> Input data
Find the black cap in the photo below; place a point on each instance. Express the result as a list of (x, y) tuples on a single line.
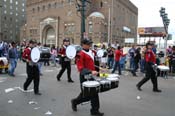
[(86, 41), (149, 44), (31, 41), (66, 40), (13, 43)]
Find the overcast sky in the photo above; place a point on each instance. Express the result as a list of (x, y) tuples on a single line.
[(149, 15)]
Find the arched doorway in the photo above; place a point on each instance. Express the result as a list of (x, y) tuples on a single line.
[(49, 36), (97, 27)]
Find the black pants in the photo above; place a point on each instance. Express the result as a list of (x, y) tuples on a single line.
[(150, 74), (65, 65), (94, 99), (32, 74)]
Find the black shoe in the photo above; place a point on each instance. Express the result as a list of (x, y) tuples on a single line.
[(157, 90), (138, 88), (58, 79), (70, 81), (97, 114), (38, 93), (74, 106)]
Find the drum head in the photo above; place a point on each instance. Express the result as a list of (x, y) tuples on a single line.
[(113, 75), (91, 84), (100, 53), (35, 55), (163, 68), (70, 52)]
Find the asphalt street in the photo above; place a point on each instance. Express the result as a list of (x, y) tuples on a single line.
[(56, 96)]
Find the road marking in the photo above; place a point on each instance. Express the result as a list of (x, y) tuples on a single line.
[(48, 70), (24, 74), (48, 113), (9, 90)]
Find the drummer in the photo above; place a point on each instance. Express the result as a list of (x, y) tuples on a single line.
[(32, 70), (65, 61), (150, 60), (85, 65)]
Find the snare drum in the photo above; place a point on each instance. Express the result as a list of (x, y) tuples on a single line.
[(113, 75), (90, 88), (105, 85), (114, 82)]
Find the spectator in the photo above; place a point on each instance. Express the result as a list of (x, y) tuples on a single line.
[(12, 57)]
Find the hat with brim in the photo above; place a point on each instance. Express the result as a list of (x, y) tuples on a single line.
[(66, 40), (31, 42), (86, 41)]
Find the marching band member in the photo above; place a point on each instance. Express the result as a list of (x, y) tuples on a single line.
[(85, 65), (150, 60), (32, 70), (65, 62)]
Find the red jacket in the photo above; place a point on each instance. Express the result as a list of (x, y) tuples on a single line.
[(26, 54), (62, 51), (85, 61), (150, 56), (118, 55)]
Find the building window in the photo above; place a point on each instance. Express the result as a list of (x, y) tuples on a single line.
[(38, 8), (44, 7), (90, 27), (11, 7), (55, 5), (49, 6)]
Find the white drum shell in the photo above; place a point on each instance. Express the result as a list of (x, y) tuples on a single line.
[(35, 54)]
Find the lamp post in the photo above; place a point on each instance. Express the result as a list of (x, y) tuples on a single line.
[(81, 7), (0, 20), (166, 23)]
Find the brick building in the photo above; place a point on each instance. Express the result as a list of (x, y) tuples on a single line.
[(50, 21), (12, 17)]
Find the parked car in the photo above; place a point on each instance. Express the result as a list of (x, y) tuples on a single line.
[(4, 64)]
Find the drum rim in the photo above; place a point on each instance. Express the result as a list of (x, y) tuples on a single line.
[(85, 85), (73, 50), (112, 79)]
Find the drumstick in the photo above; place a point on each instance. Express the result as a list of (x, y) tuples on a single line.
[(104, 69)]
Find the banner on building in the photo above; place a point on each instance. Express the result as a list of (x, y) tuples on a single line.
[(151, 31)]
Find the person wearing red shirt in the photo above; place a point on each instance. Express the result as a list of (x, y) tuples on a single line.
[(150, 60), (118, 54), (85, 65), (65, 62), (32, 70)]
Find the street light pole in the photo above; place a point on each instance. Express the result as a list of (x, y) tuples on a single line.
[(166, 22), (81, 7), (83, 28)]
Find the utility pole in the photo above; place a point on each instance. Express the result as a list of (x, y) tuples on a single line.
[(83, 28), (81, 7), (0, 19)]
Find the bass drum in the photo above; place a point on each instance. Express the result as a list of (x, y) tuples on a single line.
[(35, 55), (40, 55), (44, 54), (72, 50)]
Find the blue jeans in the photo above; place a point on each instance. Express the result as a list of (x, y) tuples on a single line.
[(132, 63), (142, 65), (39, 67), (110, 62), (13, 64), (117, 65)]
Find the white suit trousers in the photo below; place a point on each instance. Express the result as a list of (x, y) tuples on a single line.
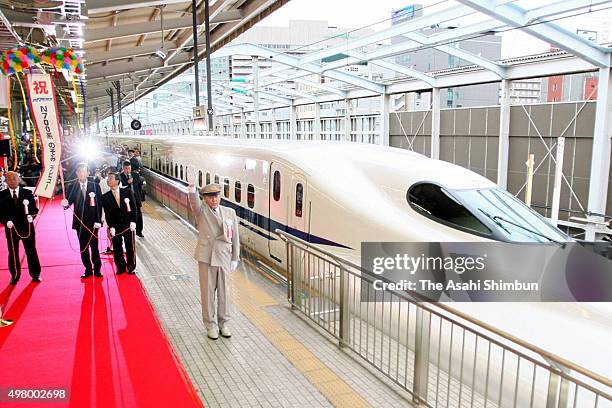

> Work instruction
All of the material above needs to be restated exactly, with no pictures.

> Answer
Find the black cap in the photo below; place a point on each instance. Express the result as a list of (x, y) tuples on a single line.
[(86, 41), (149, 44), (31, 41), (66, 40), (13, 43)]
Find the overcast sky in the photo above; place a point on each instance. Express the result as a list of (x, y) tuples on a single line.
[(149, 15)]
Find the arched doorway in the photo above; place a point on each instance. Express the result as a list of (x, y) tuples on a single line.
[(49, 36), (97, 27)]
Find the black pants in the photo above; place a point on each instance. Express the result as a list of (x, y) tuples on a single line.
[(150, 74), (65, 65), (94, 99), (32, 74)]
Find the black shoe in the photo above; place a point on each instance. Express the result as a list of (x, y) tuples on a single line.
[(157, 90), (138, 88), (58, 79), (70, 81), (97, 114), (38, 93), (74, 106)]
Find the drum head in the photo above; place a point on each instance. Express the result as a list of (x, y) tuples on a single line.
[(113, 75), (91, 84), (100, 53), (35, 55), (163, 68), (70, 52)]
Find the asphalt street in the photo above; place a point on each instance. Express the result as a list of (x, y) tuples on a single line.
[(56, 96)]
Find the road marking in the photo above; place a point on each instance. Express the result as a list of (x, y) tuples on a single line.
[(48, 70), (24, 74), (48, 113), (9, 90)]
Find the drummer in the photo above; place a point on each instance. Express the result as a list of (x, y) tuples on a single line.
[(32, 70), (65, 61), (150, 60), (85, 65)]
Find the snare drum in the photo above; place a point on each instance. Express the result as a list of (x, y) tuples on a single line.
[(113, 75), (90, 88), (105, 85), (114, 82)]
Find the spectator in the photo above; place a point on each instance. Express the result as a list of (x, y) tuples on a single line.
[(12, 57)]
Find the hat with brim in the photo above; place a point on each instance. Express the result as a list of (x, y) tuples on a single line.
[(66, 40), (31, 42), (86, 41)]
Find the marching band member in the photo above; place a point on each instance. Express the result as a list of (x, y) tuples on a single line.
[(85, 65), (150, 60), (32, 70), (65, 62)]
Find the red jacket in the photo above; place a point on each instance. Express the result as a list of (x, y) tuples on a single line.
[(26, 54), (62, 51), (85, 61), (150, 56), (118, 55)]
Find the building window in the photo above; place a point on each instance. Express the result as a list of (x, y) tuples on a single line.
[(38, 8), (44, 7), (90, 27), (11, 7), (55, 5), (49, 6)]
Find the white drum shell in the photo above; place a point on each instance. Express the result as a list of (x, y) tuples on a single line.
[(35, 54)]
Find the lamp post in the photo above; place a point on each instance. Express the result as a list of (x, y) tuples on a single line.
[(81, 7), (0, 20), (166, 23)]
Find the brick building in the photo above; place a point on each instance. Express the result as a list of (x, y) tuples on a single line.
[(50, 21), (12, 17)]
Find the parked car in the photo above; place a point on each instance. Express the result as a list of (x, y) tuples on a single line.
[(4, 64)]
Find the drum rim in the photo above; place a point on each instance. Express the result as a list of (x, y) tuples on a single line.
[(85, 85), (73, 50), (112, 79)]
Find the drumstick in the photo above; place a point on each instance. Express the result as a list of (x, y) tuples on a single line.
[(104, 69)]
Find the banner on building in the photo above; place a point on each instance. Express the result as a list of (x, y) tuples on a single line.
[(151, 31)]
Find the person wearing red shirt in the photo above; place a point on each instance. Express the result as a list of (x, y) tuples on a single line.
[(150, 60), (118, 54), (85, 65), (65, 62), (32, 70)]
Find the street light pole in the photo above; place a point on each instance. Express the result as a list of (x, y) tuples on a single line.
[(166, 22), (81, 7), (83, 28)]
Find the utility pole in the photo above; place a point on each instance. Express the result as a list of (x, y) tuples on a single line.
[(83, 28), (81, 7), (0, 19)]
Find the bass drum in the photo above; place a point on each instance. Express the result as a list of (x, y) tuples on a single line.
[(35, 55), (40, 55), (44, 54), (72, 50)]
Find the blue jeans in the photo above; place a point on each instance. Express the result as a list of (x, y) tuples on a single line.
[(132, 63), (142, 65), (39, 67), (110, 62), (13, 64), (117, 65)]
Find the white suit trousers in the photo below; place a point on each instance. Express the result as a list of (x, y) tuples on a single line.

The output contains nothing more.